§ **Objective**: Rewrite every line of the entries below as one numbered list, skipping any blank lines.

** Start of Records supplied **

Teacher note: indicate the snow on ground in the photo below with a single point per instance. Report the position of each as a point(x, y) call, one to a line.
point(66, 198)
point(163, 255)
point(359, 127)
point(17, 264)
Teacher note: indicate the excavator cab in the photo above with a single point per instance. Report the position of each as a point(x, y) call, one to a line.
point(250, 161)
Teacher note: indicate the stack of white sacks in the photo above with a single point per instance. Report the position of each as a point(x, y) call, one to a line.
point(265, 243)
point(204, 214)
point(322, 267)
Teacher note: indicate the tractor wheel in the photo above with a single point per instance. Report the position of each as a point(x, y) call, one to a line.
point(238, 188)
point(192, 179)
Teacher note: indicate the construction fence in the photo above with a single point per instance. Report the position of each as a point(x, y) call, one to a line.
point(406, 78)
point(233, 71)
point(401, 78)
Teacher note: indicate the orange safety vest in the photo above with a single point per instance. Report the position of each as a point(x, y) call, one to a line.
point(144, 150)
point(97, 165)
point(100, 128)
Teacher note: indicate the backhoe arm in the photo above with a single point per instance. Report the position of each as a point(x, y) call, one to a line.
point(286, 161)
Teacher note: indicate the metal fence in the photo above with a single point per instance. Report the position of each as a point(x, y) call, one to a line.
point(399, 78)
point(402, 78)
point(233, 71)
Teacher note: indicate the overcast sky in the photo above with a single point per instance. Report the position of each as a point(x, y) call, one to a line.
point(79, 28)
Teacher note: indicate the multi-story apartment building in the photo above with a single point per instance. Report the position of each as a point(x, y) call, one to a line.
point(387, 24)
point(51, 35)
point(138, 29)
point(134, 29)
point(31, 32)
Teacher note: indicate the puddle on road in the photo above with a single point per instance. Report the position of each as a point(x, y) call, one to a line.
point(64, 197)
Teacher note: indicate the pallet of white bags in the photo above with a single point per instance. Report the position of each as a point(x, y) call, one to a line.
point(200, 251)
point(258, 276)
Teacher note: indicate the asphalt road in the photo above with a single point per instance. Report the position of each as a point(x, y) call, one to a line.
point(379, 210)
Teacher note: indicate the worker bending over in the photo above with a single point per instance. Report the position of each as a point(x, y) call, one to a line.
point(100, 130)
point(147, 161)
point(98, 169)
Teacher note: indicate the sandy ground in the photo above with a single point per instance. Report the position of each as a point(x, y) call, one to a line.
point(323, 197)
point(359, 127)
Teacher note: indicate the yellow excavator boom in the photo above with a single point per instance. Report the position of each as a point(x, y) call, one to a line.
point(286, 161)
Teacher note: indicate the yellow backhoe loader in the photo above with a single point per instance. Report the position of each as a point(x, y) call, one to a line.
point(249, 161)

** End of Records supplied **

§ **Final result**:
1. Teacher note: indicate the snow on ground in the photo below with a single point per instance. Report the position of each as a point(x, y) call, one to a line.
2. point(66, 198)
3. point(163, 255)
4. point(359, 127)
5. point(17, 264)
6. Teacher note: indicate the excavator cab in the photo above with a single point per instance. Report the position of each as a point(x, y) call, one to a line.
7. point(250, 161)
8. Teacher note: indicate the stack of white sacks in the photo above with a single point per instance. Report the position of each as a point(x, y) call, one to a line.
9. point(265, 243)
10. point(204, 214)
11. point(322, 267)
12. Teacher note: indicate the tractor wheel in the photo above with a single point per instance. Report the position of each as a point(x, y) call, one to a line.
13. point(238, 188)
14. point(192, 179)
15. Teacher note: indicate the construction fence in the photo above with a single point per instance. Report the position of each as a point(x, y) call, one to a line.
16. point(406, 78)
17. point(233, 71)
18. point(401, 78)
19. Teacher note: indicate the orange safety vest in the photo above with a single point per instance. Report the position of each as a point(x, y) call, one to a line.
20. point(144, 150)
21. point(97, 165)
22. point(100, 128)
23. Teacher note: indicate the backhoe arm in the photo above with a single point per instance. Report the position of each as a point(x, y) call, one to a line.
24. point(286, 161)
25. Teacher note: indicate the metal fence in the photo above with a single point per instance. Report the position of each as a point(x, y) call, one to a line.
26. point(399, 78)
27. point(402, 78)
28. point(233, 71)
29. Teacher note: indicate the overcast sky in the photo above with a single point per instance. Report the position of each as a point(x, y) call, one to a line.
30. point(79, 28)
31. Teacher note: indicate the multi-story apartment building in the photo above with a single point per instance. Report the position of each as a point(x, y) call, one to a line.
32. point(387, 24)
33. point(51, 35)
34. point(138, 29)
35. point(134, 29)
36. point(31, 32)
37. Teacher note: indicate the puddle on road in the photo above with a single point per instance. Report the position of each as a point(x, y) call, one to a line.
38. point(64, 197)
39. Teacher note: indicate the pallet of white bags in the photo above with a single point per instance. Report the position of each as a point(x, y) call, one to a line.
40. point(200, 251)
41. point(258, 276)
42. Teacher note: indicate the asphalt road in the photo above with a single point per instance. Report the position of each as a point(x, y) call, one to a line.
43. point(379, 210)
44. Teacher note: indicate the worker bending over in the photo above with a single point per instance. Report the position of each as a point(x, y) call, one to a line.
45. point(100, 130)
46. point(147, 161)
47. point(98, 169)
48. Teacher note: indicate the sandy ground in the photo above with a single point per instance. Report the position of each as a point(x, y) call, one to a line.
49. point(323, 197)
50. point(359, 127)
51. Teacher note: indicate the yellow excavator boom in the photo above with a single point per instance. Report the position of each as a point(x, y) call, one to a line.
52. point(286, 161)
53. Teacher note: indicate the yellow backhoe loader in the photo above with a single point per instance. Report the position of each as a point(x, y) call, one to a line.
54. point(249, 161)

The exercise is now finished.